For this exercise, transcribe all of the records exactly as given.

■ Region pointing data
<<<<

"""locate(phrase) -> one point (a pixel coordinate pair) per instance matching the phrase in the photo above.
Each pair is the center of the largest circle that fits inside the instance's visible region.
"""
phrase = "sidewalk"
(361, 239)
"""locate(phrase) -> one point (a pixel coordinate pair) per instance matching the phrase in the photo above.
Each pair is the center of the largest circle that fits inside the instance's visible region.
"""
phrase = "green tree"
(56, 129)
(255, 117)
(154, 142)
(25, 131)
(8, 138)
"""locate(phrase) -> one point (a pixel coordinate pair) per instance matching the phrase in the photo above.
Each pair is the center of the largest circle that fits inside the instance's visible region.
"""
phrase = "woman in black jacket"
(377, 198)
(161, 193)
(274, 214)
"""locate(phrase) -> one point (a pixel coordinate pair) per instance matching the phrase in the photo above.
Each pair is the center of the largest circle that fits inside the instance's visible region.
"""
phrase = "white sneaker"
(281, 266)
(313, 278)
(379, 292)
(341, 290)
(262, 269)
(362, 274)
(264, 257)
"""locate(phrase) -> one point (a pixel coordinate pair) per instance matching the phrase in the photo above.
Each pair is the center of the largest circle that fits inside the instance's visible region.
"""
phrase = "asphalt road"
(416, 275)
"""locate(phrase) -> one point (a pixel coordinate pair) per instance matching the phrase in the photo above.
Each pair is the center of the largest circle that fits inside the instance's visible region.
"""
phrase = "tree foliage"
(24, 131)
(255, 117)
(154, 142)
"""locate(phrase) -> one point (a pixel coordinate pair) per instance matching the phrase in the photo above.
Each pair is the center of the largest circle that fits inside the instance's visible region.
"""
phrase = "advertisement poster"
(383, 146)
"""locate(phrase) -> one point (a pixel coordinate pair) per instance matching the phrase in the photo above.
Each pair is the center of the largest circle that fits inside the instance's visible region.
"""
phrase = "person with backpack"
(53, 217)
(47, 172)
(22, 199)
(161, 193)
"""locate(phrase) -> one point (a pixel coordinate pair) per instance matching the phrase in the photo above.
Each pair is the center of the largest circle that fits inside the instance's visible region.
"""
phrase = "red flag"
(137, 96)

>>>>

■ Answer for the task
"""locate(phrase) -> one point (a pixel coordinate pair) per instance matching the phrase in the photo above.
Each pair is the center of the largest circle that fits inside the instance's visible region.
"""
phrase = "sidewalk"
(361, 239)
"""locate(phrase) -> one point (a pixel coordinate pair) per instance matching the phrase in the photo above.
Each pair is the center of the largest circle that fits inside the instance's visible region.
"""
phrase = "green tree"
(56, 129)
(255, 117)
(154, 142)
(25, 131)
(8, 138)
"""locate(phrase) -> one point (a pixel coordinate pair) per instance matching the phrase in the photo above.
Each pair is the center of the largest circle that fits inside the instance's visible region.
"""
phrase = "woman in black jacket"
(377, 198)
(161, 193)
(274, 214)
"""locate(phrase) -> one point (a pixel coordinate pair) per instance matching the phrase in the photo above.
Each pair is the center of the largest circle that fits inside the instance's visible region.
"""
phrase = "white sneaker"
(281, 266)
(313, 278)
(379, 292)
(341, 290)
(262, 269)
(362, 274)
(264, 257)
"""locate(phrase) -> one point (a pixel coordinate pair) per instance matching the phrase in the photo above.
Each pair is the center of the largest circle that fits inside the instance's visible region.
"""
phrase = "asphalt road"
(416, 275)
"""locate(phrase) -> one point (a pixel coordinate pair) per instance matching the phrase in the photo above.
Each pair is the center of the largest circle that fits inside the instance's visible region.
"""
phrase = "tree foliage"
(24, 131)
(255, 117)
(154, 142)
"""locate(phrase) -> one point (a pixel coordinate pair) per instance matching the phrase in the photo above.
Each pair is the center of the largest circle that fits inside the instance's visible region.
"""
phrase = "advertisement poster"
(383, 146)
"""locate(phrase) -> one point (a pixel coordinate pair) per instance matching the phrase in the photo above.
Each pair is the center of the largest circle that fits inside the instance's visible region.
"""
phrase = "person with backpack"
(53, 217)
(47, 172)
(22, 199)
(161, 193)
"""locate(phrase) -> one point (a pixel coordinate pair) per instance matching the phrase in the photo above.
Each pair is the center of the largest circle that fits inside the instance's visible region.
"""
phrase = "red flag"
(137, 96)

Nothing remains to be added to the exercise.